WHAT YOU HAVE TO DO:
For the listing below, give the number of lines in which "forehead" occurs. Add nothing.

· · · · · · ·

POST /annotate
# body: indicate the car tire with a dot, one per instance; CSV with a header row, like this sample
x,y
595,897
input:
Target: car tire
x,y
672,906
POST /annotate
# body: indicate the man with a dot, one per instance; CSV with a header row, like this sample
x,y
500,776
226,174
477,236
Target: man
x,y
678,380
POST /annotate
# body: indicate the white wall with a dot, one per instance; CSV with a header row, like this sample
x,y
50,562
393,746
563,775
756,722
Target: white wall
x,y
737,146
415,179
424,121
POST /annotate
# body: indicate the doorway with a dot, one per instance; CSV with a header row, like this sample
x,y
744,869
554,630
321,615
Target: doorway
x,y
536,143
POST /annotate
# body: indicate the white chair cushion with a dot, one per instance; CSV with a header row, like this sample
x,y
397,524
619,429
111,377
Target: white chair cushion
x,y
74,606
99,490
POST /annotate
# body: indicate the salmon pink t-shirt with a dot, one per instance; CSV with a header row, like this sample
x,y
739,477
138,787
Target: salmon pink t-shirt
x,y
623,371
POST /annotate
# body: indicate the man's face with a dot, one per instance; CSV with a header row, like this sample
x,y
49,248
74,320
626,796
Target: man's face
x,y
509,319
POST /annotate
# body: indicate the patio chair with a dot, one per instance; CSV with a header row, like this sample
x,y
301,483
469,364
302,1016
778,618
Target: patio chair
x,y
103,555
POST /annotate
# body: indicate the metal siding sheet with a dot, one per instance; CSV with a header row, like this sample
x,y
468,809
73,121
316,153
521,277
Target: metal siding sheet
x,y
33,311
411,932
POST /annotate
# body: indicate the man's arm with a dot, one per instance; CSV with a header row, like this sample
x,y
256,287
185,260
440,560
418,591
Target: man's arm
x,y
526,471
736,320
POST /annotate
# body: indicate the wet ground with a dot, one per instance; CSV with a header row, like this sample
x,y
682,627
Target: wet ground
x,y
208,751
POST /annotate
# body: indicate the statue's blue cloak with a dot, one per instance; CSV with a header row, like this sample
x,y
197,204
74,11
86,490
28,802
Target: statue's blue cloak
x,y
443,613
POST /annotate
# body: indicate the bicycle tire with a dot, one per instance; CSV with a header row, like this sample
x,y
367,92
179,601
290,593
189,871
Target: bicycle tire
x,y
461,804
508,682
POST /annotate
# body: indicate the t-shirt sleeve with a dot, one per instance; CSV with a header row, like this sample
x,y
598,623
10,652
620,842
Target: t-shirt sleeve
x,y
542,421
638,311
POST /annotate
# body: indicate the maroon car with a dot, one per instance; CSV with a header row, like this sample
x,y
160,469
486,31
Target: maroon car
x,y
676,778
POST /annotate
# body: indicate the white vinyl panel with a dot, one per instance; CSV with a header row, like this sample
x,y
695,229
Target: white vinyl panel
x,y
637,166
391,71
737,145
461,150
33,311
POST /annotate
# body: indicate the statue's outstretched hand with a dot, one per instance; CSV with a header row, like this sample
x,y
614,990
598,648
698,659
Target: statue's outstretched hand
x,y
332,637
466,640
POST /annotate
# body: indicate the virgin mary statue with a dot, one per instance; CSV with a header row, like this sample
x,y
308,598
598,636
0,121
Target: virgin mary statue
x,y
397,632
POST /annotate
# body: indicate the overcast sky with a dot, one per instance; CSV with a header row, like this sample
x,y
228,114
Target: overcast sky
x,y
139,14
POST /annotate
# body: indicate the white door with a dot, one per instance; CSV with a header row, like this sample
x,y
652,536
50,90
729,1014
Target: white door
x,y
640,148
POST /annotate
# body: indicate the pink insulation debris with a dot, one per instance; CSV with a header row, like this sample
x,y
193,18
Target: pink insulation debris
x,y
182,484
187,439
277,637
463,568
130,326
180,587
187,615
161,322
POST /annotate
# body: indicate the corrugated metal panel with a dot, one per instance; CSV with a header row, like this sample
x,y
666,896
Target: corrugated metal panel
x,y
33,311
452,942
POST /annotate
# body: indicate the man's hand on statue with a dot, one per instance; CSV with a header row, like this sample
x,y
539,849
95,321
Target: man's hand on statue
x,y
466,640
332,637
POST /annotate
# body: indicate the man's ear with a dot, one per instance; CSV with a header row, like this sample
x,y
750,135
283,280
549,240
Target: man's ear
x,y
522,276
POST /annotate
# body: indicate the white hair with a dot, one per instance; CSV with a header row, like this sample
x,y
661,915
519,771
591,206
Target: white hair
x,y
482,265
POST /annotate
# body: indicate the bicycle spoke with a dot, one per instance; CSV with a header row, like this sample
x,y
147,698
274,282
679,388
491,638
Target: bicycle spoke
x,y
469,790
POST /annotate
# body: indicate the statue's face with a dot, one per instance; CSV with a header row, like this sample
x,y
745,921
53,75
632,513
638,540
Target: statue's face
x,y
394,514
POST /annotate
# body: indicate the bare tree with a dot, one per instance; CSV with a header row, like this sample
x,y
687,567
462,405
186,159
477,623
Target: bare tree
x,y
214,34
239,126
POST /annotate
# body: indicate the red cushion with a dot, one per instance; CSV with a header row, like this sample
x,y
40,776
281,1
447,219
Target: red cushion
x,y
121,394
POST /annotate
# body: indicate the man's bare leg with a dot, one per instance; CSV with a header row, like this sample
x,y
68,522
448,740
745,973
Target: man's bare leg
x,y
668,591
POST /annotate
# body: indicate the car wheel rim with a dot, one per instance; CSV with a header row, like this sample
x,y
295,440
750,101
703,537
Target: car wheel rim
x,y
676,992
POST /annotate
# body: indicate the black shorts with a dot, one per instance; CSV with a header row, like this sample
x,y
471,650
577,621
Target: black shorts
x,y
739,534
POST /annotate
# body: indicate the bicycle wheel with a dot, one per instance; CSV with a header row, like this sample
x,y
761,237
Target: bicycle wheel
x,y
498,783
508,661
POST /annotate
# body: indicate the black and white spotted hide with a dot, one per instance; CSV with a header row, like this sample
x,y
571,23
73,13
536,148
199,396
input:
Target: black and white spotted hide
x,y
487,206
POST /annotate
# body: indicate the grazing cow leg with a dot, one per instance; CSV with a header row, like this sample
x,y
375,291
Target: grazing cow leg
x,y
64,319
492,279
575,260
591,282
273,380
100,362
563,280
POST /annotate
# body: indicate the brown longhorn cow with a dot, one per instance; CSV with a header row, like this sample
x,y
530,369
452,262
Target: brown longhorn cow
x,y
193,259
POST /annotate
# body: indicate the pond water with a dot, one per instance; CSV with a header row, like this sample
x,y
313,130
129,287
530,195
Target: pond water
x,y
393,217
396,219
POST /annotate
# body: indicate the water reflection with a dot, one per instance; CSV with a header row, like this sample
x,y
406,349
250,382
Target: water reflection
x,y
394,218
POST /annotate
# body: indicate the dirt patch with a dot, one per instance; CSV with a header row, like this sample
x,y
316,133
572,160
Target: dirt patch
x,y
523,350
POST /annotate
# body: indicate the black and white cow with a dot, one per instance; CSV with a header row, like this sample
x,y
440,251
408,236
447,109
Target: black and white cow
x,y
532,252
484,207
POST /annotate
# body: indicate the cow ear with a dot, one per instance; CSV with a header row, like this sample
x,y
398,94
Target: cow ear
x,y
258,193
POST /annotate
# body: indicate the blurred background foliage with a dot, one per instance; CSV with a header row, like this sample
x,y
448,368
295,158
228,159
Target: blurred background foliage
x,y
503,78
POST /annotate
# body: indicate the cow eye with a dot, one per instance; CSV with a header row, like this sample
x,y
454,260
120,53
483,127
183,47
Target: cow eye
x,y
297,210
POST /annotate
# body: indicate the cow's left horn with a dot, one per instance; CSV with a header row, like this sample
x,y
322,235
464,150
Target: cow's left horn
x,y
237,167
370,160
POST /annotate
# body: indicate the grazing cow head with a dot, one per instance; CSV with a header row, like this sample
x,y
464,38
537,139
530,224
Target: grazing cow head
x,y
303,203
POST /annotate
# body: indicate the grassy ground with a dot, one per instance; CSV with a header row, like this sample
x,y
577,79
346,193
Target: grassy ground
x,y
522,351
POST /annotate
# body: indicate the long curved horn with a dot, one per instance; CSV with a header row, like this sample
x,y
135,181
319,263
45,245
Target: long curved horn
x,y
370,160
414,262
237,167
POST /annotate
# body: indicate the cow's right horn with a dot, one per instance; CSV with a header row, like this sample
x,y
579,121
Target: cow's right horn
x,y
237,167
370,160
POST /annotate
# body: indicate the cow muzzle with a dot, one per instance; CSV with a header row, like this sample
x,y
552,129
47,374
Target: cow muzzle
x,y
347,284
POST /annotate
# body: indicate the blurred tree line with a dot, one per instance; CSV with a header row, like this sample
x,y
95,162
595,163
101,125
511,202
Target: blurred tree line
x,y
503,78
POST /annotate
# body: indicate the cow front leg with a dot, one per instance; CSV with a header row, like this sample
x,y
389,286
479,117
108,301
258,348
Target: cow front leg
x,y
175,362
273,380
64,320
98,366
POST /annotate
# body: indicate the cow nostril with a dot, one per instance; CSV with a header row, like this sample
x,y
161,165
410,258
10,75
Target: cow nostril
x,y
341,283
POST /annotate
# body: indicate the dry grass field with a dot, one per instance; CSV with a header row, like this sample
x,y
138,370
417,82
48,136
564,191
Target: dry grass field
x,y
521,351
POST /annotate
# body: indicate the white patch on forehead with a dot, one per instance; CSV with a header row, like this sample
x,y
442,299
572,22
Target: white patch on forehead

· · · · · · ·

PROBLEM SOLUTION:
2